Record list →
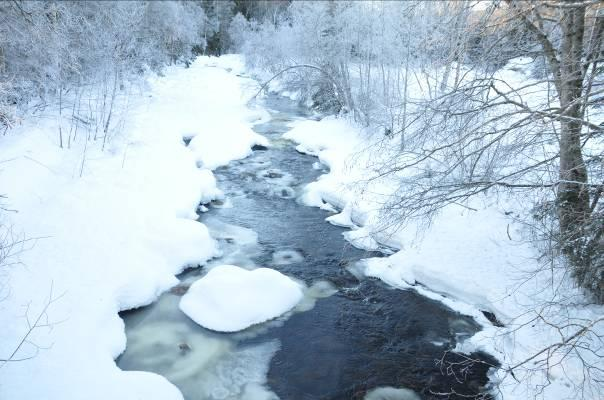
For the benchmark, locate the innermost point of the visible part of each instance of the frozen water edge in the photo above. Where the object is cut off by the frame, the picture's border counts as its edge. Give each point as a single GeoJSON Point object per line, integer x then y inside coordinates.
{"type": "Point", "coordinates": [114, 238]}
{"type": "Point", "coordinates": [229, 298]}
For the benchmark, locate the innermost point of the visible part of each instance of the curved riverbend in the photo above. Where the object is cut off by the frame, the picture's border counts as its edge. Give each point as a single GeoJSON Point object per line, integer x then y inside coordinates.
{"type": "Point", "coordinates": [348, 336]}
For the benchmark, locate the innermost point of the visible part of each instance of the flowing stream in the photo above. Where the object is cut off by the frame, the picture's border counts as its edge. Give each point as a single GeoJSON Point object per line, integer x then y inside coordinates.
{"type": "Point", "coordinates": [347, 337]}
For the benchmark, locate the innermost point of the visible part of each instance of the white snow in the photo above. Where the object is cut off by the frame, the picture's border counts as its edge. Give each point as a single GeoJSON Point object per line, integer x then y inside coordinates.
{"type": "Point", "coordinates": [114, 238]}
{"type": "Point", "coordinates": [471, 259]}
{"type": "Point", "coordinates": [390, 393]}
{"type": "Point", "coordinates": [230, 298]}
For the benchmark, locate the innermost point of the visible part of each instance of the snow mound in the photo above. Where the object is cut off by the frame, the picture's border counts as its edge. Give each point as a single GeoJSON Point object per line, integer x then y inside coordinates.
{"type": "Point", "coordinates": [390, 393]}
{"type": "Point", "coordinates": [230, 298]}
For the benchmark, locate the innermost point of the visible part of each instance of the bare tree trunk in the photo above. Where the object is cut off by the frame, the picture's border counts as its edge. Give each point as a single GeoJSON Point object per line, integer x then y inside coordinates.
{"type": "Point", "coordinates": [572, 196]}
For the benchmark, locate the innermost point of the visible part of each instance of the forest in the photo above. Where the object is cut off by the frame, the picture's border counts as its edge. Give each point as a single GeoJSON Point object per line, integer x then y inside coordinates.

Stated problem → Rewrite the part of the records above that opens with the line containing "of the snow" and closes at the end of the records, keeping every line. Multiply each coordinate in the answers by 1.75, rounding to whole numbers with halves going up, and leave all other text unchanged.

Answer to this task →
For the benchmark, locate the innermost point of the visible part of each instance of the snow mound in the photo above. Where the object is cut off by the frame, the picture's border counts as its edge. Give each point as a single GeoJSON Point object per line, integer x then y inside coordinates.
{"type": "Point", "coordinates": [683, 688]}
{"type": "Point", "coordinates": [403, 522]}
For the benchmark, locate the innermost point of the visible part of each instance of the bare tree trunk in the photo above. Where the object is cut off by the frame, the picture's border counts as its edge. Give each point as a single GeoJSON Point object per line, integer x then y inside coordinates.
{"type": "Point", "coordinates": [1001, 343]}
For the benchmark, locate the innermost point of the visible part of each instance of the forest in the photo above. Where the object is cut off by the frame, the picture's border counts as its edge. Give each point as a single GeoJSON Point object per line, integer x then y inside coordinates.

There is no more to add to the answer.